# [Problem]
Could you reproduce, word for word, the stretch of the listing below from its start through the line containing "0 186 1276 474"?

# [Input records]
--------------------------------------------------

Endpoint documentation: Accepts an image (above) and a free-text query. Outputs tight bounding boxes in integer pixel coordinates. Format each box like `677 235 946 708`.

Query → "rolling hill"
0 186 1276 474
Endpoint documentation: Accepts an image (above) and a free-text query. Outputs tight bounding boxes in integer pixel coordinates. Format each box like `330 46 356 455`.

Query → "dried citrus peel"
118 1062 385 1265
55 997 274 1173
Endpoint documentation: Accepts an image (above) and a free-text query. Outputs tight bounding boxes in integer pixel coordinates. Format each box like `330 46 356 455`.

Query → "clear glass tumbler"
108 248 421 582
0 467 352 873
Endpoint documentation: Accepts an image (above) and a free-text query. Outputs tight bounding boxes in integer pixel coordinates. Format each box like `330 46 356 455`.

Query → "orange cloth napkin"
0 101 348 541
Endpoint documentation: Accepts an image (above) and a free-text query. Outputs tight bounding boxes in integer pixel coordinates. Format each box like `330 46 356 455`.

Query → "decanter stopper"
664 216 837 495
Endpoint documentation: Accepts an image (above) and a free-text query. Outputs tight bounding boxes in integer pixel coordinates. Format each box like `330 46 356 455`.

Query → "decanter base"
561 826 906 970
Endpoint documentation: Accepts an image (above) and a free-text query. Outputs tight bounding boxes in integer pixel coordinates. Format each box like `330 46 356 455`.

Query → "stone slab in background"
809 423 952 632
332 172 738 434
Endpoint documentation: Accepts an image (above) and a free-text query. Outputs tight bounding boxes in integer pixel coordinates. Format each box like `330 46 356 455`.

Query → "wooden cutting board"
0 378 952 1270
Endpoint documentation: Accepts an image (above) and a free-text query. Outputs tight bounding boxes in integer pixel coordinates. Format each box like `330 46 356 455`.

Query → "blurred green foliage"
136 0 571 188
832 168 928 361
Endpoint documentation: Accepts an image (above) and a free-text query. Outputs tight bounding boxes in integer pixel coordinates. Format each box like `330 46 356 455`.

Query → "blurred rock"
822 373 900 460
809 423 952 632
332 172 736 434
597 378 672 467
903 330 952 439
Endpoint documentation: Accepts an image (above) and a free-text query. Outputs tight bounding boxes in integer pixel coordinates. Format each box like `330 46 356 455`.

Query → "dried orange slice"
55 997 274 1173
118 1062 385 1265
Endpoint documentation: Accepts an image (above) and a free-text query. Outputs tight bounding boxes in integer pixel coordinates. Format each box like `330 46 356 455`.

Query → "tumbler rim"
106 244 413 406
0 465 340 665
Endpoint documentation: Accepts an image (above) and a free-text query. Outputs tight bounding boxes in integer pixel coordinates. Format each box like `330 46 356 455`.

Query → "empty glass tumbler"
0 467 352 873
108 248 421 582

--------------------------------------------------

# [Response to this task]
Endpoint documentation: Accepts an image (above) and a free-text query. Outputs tight bounding boxes in integer pixel coordinates. Format each box like `677 235 946 708`.

Query → "rolling hill"
0 186 1276 474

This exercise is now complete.